Repeat the data verbatim.
----- DATA EXCERPTS
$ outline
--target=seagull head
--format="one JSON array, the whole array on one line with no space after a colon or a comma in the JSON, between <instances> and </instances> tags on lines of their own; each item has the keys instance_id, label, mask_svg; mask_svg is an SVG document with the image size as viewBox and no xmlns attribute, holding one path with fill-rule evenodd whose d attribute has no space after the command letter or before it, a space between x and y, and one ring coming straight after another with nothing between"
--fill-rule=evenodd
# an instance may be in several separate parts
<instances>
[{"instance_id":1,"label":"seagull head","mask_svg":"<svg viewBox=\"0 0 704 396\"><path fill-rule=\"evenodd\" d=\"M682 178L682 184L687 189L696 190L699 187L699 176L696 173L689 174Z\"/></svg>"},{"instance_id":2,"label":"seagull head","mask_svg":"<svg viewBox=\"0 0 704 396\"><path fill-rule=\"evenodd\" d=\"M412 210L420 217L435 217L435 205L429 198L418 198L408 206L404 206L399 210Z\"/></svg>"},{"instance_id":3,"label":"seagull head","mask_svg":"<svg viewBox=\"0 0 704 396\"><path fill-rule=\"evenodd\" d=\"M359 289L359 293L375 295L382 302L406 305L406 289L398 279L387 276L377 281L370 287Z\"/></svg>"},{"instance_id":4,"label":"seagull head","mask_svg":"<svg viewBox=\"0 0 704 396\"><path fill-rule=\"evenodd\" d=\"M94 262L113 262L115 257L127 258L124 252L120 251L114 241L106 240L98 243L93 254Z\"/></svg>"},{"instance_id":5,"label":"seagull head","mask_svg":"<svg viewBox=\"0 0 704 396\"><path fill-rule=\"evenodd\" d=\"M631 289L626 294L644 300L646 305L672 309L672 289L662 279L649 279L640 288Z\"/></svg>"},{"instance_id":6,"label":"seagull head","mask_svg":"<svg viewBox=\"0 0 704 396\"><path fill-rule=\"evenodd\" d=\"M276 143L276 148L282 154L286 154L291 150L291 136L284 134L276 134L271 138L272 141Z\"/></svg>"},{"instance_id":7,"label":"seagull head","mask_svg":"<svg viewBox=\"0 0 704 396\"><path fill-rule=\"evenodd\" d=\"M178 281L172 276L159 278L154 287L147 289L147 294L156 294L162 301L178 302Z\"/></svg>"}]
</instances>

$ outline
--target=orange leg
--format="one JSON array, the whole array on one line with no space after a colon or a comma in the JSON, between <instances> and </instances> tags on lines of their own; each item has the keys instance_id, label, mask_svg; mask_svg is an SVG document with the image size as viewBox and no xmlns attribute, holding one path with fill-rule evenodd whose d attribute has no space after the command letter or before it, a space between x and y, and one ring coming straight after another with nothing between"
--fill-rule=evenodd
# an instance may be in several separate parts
----------
> [SOLUTION]
$ outline
--target=seagull head
--format="one JSON array, the whole array on one line with no space after a colon or a comma in the JSON, between <instances> and </instances> tags on lines of their own; each item has the keys instance_id, label, mask_svg; mask_svg is an SVG document with the image size as viewBox and no xmlns attribute, holding one path with fill-rule evenodd whose d attribute has no space after the command letter or before it, a space between x and y, and one ring coming straight after another with nothing between"
--fill-rule=evenodd
# an instance may be in several separate parts
<instances>
[{"instance_id":1,"label":"seagull head","mask_svg":"<svg viewBox=\"0 0 704 396\"><path fill-rule=\"evenodd\" d=\"M682 178L682 184L687 189L696 190L699 187L699 176L696 173L689 174Z\"/></svg>"},{"instance_id":2,"label":"seagull head","mask_svg":"<svg viewBox=\"0 0 704 396\"><path fill-rule=\"evenodd\" d=\"M412 210L420 217L435 217L435 205L429 198L418 198L408 206L404 206L399 210Z\"/></svg>"},{"instance_id":3,"label":"seagull head","mask_svg":"<svg viewBox=\"0 0 704 396\"><path fill-rule=\"evenodd\" d=\"M359 289L359 293L375 295L382 302L406 305L406 289L398 279L387 276L377 281L370 287Z\"/></svg>"},{"instance_id":4,"label":"seagull head","mask_svg":"<svg viewBox=\"0 0 704 396\"><path fill-rule=\"evenodd\" d=\"M94 262L113 262L115 257L127 258L124 252L120 251L114 241L106 240L98 243L93 254Z\"/></svg>"},{"instance_id":5,"label":"seagull head","mask_svg":"<svg viewBox=\"0 0 704 396\"><path fill-rule=\"evenodd\" d=\"M631 289L626 294L644 300L646 305L672 309L672 289L662 279L649 279L640 288Z\"/></svg>"},{"instance_id":6,"label":"seagull head","mask_svg":"<svg viewBox=\"0 0 704 396\"><path fill-rule=\"evenodd\" d=\"M276 143L276 148L282 154L286 154L291 150L291 136L284 134L276 134L271 138L272 141Z\"/></svg>"},{"instance_id":7,"label":"seagull head","mask_svg":"<svg viewBox=\"0 0 704 396\"><path fill-rule=\"evenodd\" d=\"M178 281L172 276L159 278L154 287L147 289L147 294L156 294L162 301L178 302Z\"/></svg>"}]
</instances>

$ outline
--target=orange leg
--format="one JSON array, the whole array on one line with no space after a colon or a comma in the JSON, between <instances> and </instances> tags on lines of their own; each item has the keys instance_id, label, mask_svg; mask_svg is an SVG document with the image size as viewBox and no xmlns attribute, holding one path with fill-rule evenodd whose d attribute has no space after the command letter or before it, a space between x and y, and one ring coming straight after another with nothing between"
--fill-rule=evenodd
# an instance may be in several separate parts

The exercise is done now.